▶ **TO DO**: Count the lines in the Source data below that contain the string "caribou", treating uppercase and lowercase as different, and reply with only that number.

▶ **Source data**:
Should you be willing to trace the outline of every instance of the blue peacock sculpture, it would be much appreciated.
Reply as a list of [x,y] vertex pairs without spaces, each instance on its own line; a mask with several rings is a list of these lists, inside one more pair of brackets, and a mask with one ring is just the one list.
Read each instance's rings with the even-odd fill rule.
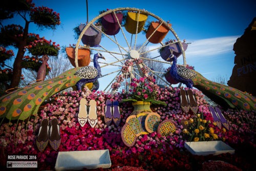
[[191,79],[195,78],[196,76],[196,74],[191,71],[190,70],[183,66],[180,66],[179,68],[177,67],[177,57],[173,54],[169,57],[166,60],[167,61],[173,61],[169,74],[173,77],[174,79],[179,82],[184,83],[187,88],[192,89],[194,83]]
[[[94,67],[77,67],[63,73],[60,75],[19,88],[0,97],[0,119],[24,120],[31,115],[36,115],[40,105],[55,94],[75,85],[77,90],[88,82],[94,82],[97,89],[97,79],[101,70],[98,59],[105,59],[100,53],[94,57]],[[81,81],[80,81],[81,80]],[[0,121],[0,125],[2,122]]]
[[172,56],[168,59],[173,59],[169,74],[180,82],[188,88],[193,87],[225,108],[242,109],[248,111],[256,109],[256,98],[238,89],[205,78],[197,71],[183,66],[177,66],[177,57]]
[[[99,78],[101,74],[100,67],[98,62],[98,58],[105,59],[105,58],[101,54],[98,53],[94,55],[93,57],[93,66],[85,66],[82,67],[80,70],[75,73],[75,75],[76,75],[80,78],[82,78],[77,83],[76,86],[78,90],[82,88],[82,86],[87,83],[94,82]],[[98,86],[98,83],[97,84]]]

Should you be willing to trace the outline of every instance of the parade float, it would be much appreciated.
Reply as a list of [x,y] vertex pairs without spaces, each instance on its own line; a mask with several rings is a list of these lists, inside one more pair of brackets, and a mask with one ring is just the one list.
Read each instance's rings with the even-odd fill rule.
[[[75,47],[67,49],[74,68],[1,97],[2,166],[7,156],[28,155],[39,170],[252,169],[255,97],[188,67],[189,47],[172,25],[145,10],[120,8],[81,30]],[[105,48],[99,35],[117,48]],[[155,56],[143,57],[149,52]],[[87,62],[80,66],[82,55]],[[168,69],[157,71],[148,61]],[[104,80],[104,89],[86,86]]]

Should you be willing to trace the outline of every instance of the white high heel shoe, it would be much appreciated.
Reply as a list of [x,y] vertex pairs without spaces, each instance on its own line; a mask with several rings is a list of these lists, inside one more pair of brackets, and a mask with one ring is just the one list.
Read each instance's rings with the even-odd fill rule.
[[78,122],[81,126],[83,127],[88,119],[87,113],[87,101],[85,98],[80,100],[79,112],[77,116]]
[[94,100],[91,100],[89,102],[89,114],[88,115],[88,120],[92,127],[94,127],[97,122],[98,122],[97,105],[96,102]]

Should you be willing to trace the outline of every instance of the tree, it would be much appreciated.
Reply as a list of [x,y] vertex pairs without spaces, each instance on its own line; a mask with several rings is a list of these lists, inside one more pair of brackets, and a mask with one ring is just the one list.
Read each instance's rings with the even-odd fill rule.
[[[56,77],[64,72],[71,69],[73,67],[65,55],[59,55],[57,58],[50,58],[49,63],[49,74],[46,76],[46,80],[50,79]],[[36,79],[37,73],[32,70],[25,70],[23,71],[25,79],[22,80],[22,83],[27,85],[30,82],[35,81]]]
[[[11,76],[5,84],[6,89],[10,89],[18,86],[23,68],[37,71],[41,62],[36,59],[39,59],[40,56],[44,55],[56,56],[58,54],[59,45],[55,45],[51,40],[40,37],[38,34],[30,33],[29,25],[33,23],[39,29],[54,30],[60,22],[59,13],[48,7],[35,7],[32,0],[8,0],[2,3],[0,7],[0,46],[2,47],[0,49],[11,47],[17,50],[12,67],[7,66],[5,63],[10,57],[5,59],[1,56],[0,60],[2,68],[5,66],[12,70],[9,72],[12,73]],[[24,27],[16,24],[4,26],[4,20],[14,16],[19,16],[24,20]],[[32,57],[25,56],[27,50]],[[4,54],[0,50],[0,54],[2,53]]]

--

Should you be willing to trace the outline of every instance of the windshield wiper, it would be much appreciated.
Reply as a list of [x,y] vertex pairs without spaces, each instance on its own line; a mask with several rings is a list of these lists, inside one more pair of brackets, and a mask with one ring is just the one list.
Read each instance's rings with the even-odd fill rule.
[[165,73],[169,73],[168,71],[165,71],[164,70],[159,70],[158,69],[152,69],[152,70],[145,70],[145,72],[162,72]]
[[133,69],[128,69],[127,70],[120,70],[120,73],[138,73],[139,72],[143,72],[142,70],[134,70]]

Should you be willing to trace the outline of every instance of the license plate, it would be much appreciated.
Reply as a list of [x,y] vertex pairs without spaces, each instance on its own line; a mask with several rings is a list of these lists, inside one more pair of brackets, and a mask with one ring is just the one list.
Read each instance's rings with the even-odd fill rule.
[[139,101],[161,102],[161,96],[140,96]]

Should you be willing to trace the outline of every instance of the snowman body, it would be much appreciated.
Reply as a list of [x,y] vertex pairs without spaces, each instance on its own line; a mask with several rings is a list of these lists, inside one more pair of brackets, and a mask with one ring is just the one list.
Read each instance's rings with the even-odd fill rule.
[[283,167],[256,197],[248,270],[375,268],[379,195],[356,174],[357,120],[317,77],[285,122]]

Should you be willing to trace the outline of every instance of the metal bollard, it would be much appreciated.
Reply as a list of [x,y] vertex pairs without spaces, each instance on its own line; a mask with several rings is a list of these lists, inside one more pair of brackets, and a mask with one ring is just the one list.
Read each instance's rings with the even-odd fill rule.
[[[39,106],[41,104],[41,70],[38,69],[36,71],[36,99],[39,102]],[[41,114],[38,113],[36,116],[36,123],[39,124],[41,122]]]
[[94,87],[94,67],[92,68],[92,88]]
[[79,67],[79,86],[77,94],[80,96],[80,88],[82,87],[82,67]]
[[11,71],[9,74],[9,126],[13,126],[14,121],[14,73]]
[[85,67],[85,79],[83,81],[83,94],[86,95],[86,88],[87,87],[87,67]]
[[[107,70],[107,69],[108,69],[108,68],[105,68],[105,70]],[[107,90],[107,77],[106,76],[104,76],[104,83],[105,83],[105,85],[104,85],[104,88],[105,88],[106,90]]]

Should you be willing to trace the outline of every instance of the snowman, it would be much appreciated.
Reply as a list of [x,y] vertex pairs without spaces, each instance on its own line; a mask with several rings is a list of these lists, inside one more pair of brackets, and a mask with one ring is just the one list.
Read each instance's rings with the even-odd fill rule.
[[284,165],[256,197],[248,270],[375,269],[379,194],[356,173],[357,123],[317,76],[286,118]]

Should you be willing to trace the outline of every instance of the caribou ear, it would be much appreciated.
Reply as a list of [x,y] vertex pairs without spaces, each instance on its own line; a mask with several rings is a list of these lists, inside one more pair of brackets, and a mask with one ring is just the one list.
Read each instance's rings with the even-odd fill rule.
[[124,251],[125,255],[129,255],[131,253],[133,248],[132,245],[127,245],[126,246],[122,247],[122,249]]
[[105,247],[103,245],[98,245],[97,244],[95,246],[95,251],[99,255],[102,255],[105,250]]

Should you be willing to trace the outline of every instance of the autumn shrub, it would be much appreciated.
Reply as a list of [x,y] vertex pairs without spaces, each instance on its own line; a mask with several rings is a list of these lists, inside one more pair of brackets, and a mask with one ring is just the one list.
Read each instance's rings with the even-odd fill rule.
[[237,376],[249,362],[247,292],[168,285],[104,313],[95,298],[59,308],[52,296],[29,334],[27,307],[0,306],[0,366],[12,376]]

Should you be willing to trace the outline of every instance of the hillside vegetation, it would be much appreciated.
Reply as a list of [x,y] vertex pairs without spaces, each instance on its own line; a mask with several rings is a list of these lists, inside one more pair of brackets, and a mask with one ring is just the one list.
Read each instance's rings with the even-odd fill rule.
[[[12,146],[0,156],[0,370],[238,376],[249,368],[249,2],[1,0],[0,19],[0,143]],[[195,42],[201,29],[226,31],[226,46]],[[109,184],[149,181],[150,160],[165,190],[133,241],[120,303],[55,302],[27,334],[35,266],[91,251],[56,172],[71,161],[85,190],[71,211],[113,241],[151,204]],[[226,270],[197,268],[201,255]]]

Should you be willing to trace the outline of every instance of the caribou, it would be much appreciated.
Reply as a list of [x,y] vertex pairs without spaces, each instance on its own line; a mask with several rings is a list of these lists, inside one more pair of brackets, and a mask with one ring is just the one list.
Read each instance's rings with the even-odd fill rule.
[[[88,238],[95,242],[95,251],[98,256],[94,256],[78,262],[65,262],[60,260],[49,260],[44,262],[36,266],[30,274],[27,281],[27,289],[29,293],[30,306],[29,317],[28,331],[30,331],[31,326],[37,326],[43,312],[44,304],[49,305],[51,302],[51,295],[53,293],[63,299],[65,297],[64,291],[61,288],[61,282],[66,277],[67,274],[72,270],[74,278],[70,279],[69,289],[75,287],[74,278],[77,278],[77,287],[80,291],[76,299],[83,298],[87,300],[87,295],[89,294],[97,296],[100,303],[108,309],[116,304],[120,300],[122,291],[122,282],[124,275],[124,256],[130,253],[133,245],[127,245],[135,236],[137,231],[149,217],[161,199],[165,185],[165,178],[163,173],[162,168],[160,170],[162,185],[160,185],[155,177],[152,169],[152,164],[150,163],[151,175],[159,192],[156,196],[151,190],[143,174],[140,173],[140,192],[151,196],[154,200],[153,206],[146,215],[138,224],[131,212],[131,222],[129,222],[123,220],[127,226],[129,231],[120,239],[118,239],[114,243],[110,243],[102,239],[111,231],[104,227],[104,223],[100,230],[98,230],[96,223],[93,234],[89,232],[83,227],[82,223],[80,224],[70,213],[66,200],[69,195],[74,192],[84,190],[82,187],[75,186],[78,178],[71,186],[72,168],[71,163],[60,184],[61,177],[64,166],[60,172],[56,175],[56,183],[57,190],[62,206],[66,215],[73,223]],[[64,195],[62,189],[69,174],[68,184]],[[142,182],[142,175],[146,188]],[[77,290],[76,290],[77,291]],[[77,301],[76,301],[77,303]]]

▶ **OUTPUT FOR THIS EXERCISE**: 2